--- START SUPPLIED INFORMATION ---
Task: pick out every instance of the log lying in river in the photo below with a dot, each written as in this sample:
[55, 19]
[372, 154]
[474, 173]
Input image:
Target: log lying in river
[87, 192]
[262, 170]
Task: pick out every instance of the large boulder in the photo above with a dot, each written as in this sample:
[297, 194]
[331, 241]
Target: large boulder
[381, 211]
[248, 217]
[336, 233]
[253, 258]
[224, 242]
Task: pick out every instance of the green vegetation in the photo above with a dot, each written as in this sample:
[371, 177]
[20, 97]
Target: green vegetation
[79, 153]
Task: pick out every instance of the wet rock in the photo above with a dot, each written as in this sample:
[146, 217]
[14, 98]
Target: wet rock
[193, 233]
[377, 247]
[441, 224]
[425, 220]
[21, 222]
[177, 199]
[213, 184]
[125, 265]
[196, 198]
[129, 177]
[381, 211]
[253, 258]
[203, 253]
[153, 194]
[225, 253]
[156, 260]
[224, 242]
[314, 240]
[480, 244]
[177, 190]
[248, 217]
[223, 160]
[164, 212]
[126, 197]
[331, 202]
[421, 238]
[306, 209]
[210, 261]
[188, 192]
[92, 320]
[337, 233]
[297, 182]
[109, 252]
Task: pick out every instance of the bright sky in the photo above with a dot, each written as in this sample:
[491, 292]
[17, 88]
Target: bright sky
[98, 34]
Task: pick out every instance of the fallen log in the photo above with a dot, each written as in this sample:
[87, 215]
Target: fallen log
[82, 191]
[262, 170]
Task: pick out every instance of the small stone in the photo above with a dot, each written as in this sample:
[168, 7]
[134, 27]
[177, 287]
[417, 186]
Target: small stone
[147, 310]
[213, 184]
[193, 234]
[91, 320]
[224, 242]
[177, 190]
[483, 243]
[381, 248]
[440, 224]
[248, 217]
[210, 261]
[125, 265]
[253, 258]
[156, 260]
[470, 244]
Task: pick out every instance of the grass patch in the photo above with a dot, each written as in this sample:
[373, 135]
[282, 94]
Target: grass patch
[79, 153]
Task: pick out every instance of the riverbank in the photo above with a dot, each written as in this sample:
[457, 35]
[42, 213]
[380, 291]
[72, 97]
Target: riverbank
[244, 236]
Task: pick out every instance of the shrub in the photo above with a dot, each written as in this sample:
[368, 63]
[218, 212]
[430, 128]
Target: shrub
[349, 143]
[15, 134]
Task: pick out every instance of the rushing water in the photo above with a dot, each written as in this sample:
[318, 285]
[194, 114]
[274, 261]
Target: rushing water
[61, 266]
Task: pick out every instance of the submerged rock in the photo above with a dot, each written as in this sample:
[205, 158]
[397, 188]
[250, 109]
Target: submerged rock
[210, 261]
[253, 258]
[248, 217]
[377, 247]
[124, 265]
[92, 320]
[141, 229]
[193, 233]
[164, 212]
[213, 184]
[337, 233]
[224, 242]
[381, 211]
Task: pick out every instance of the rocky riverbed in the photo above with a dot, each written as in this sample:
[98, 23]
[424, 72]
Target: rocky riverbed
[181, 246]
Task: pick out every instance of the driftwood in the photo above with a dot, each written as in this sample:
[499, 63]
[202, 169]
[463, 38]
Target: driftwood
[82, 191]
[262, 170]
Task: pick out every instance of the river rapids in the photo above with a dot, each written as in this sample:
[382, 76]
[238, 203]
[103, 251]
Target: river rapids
--- END SUPPLIED INFORMATION ---
## REQUIRED TASK
Rewrite the entire listing above, substituting "with a point" for every occurrence of "with a dot" and leaving all else unchanged.

## WORKED SOLUTION
Task: pick out every instance of the log lying in river in the photo below with a point, each written as in this sample:
[55, 19]
[372, 154]
[474, 173]
Input image:
Target: log lying in river
[87, 192]
[262, 170]
Task: pick out every instance of the large boulder in the photo above with a point, each written as in this sample:
[297, 194]
[331, 241]
Target: large boulder
[381, 211]
[248, 217]
[336, 233]
[253, 258]
[224, 242]
Task: pick out every instance of the green vegetation in the photo above with a point, each written as in this sample:
[371, 177]
[20, 97]
Target: green vegetation
[79, 153]
Task: pick out every instance of the wet rock in the photo above with a point, each written as in this sample:
[146, 217]
[14, 98]
Target: wet rock
[193, 233]
[377, 247]
[441, 224]
[425, 220]
[21, 222]
[177, 199]
[213, 184]
[125, 265]
[196, 198]
[129, 177]
[381, 211]
[253, 258]
[203, 253]
[153, 194]
[225, 253]
[156, 260]
[224, 242]
[314, 240]
[480, 244]
[177, 190]
[248, 217]
[223, 160]
[164, 212]
[126, 197]
[331, 202]
[421, 238]
[306, 209]
[210, 261]
[188, 192]
[92, 320]
[337, 233]
[297, 182]
[109, 252]
Task: pick out every instance of the bright sky in the photo above with a point, each written as in this sample:
[491, 292]
[17, 88]
Target: bright sky
[98, 34]
Task: pick out every instance of the fallen log in the photo above with a point, each written as in this sample:
[87, 215]
Target: fallen log
[82, 191]
[262, 170]
Task: pick out every instance of the small stone in the photo above with a point, each written as in this sample:
[168, 7]
[134, 27]
[177, 287]
[417, 186]
Target: small stone
[147, 310]
[213, 184]
[193, 234]
[91, 320]
[224, 242]
[177, 190]
[483, 243]
[381, 248]
[440, 224]
[248, 217]
[210, 261]
[125, 265]
[253, 258]
[156, 260]
[470, 244]
Task: pick out every instance of the grass patch in the photo above with a point, each written as in this sample:
[373, 135]
[282, 94]
Target: grass patch
[79, 153]
Task: pick out every instance of the riverbank in the photo above with a point, each written as in this sample:
[457, 35]
[42, 213]
[380, 291]
[72, 97]
Target: riverbank
[244, 236]
Task: pick out every instance of the shrub in the photo above with a point, each written as in this sample:
[368, 63]
[218, 212]
[430, 128]
Target: shrub
[349, 143]
[15, 134]
Task: pick out every instance of the rushing water in the photo above with a point, each written as in this sample:
[318, 285]
[194, 114]
[274, 261]
Target: rushing water
[61, 266]
Task: pick out every instance of the submerged rock in the photo above with a point, each written as in this sample:
[205, 158]
[397, 188]
[250, 109]
Target: submerged rock
[210, 261]
[253, 258]
[248, 217]
[377, 247]
[124, 265]
[92, 320]
[141, 229]
[193, 233]
[164, 212]
[213, 184]
[337, 233]
[224, 242]
[381, 211]
Task: pick out every instance of the rocky riverbed in the photo above with a point, each written as in this sample:
[98, 23]
[424, 72]
Target: rocky riverbed
[181, 246]
Task: pick out every instance of the driftwood in the photo above with a point, each written as in this sample:
[499, 63]
[202, 169]
[463, 38]
Target: driftwood
[82, 191]
[262, 170]
Task: pick out every instance of the river rapids in the photo above with a point, each written as in this sample:
[382, 76]
[238, 203]
[103, 251]
Target: river rapids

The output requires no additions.